The data:

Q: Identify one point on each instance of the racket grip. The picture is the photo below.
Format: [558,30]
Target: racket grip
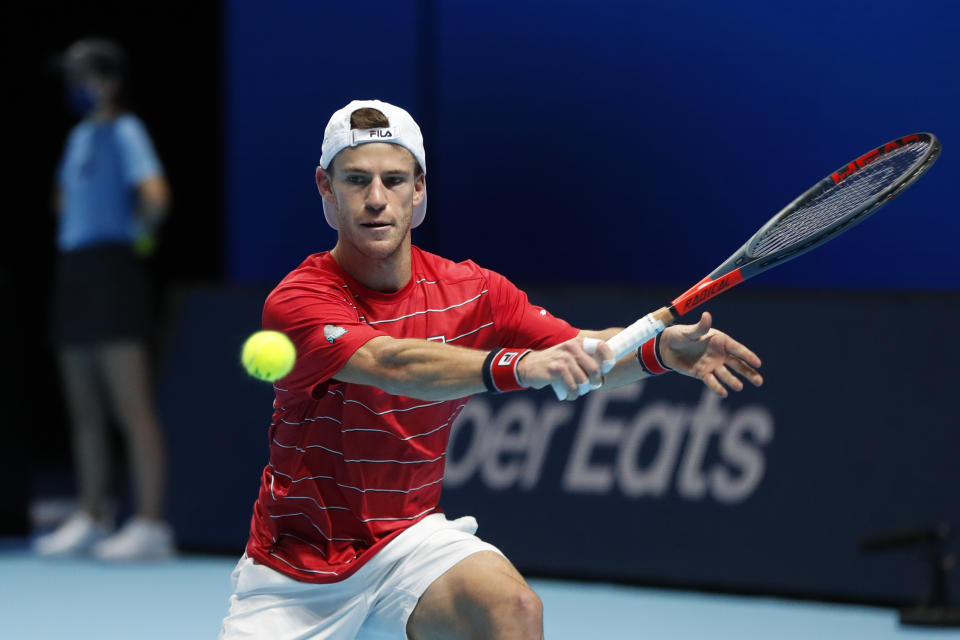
[635,335]
[590,346]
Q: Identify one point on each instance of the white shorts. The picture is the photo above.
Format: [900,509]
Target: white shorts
[373,603]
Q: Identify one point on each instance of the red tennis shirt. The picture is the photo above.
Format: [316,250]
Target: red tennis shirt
[352,466]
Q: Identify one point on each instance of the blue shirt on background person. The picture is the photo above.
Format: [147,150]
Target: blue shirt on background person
[103,163]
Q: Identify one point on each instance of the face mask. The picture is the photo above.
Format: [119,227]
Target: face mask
[81,99]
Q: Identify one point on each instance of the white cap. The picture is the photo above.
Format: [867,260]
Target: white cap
[403,130]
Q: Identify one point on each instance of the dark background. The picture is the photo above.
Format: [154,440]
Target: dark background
[621,146]
[175,86]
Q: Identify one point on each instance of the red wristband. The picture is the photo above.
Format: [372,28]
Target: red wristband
[500,369]
[649,356]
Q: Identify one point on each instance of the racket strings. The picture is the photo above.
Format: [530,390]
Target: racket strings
[835,203]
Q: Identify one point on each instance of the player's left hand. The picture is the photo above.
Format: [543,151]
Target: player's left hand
[710,355]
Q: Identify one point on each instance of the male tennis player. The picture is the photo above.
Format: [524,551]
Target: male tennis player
[346,538]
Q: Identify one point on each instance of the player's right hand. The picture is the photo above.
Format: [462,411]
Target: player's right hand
[567,367]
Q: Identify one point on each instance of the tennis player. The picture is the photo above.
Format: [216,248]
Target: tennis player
[346,538]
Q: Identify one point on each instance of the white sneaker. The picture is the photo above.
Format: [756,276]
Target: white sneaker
[138,539]
[75,536]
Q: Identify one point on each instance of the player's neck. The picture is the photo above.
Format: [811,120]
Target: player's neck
[387,274]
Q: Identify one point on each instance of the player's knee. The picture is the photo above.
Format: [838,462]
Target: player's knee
[519,613]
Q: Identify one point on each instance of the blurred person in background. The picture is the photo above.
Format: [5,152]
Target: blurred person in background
[110,197]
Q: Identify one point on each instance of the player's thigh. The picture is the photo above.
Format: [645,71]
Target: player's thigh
[482,596]
[126,371]
[78,370]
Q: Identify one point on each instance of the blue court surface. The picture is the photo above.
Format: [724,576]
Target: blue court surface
[187,597]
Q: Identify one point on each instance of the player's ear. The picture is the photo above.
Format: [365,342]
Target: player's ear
[323,184]
[419,188]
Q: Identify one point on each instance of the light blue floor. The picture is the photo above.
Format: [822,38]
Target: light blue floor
[186,598]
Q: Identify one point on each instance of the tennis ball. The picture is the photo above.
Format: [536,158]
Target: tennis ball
[268,355]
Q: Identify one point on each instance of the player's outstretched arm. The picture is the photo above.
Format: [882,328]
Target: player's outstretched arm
[699,351]
[416,368]
[437,371]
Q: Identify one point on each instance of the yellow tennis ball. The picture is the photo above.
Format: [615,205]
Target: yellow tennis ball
[268,355]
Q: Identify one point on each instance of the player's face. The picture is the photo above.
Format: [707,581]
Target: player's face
[375,189]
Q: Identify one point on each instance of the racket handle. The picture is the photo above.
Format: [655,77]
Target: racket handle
[636,334]
[590,346]
[630,339]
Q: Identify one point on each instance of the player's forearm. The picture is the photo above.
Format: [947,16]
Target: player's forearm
[417,368]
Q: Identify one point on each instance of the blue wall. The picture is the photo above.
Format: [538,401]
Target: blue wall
[630,142]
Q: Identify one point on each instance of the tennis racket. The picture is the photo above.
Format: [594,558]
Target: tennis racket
[845,198]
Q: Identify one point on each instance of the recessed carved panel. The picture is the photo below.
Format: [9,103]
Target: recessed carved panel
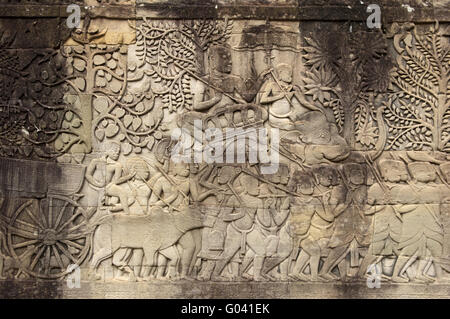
[226,150]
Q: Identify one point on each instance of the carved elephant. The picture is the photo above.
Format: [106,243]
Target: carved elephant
[153,233]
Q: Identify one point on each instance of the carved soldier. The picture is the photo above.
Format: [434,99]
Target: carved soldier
[215,227]
[279,94]
[2,257]
[422,230]
[387,221]
[137,194]
[224,87]
[241,231]
[112,170]
[323,199]
[173,192]
[352,227]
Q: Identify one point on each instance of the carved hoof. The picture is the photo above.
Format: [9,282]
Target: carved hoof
[400,279]
[424,279]
[329,277]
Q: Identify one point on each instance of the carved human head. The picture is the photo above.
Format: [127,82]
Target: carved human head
[221,59]
[355,173]
[284,72]
[422,172]
[139,167]
[113,150]
[305,183]
[181,169]
[250,184]
[225,174]
[281,176]
[393,171]
[326,175]
[445,170]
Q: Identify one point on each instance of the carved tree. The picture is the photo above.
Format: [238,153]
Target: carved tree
[173,53]
[419,117]
[33,107]
[342,69]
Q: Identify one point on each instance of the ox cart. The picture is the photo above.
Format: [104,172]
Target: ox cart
[46,229]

What you are asked to do: As listed above, the lines from the line with "Target: carved soldier" to the line with "Format: [127,82]" are to be echoed exactly, with both ends included and nothing added.

Task answer:
Target: carved soldier
[215,227]
[279,94]
[2,257]
[422,230]
[387,221]
[137,194]
[224,87]
[241,231]
[112,170]
[323,199]
[173,192]
[352,227]
Q: Identify one point on each instance of the carved hoof. The picture is the photo above.
Format: [9,282]
Target: carved hoof
[400,279]
[424,279]
[329,277]
Q: Identify one point on each instance of the carved human head. The picture is the photo above.
Format: [127,82]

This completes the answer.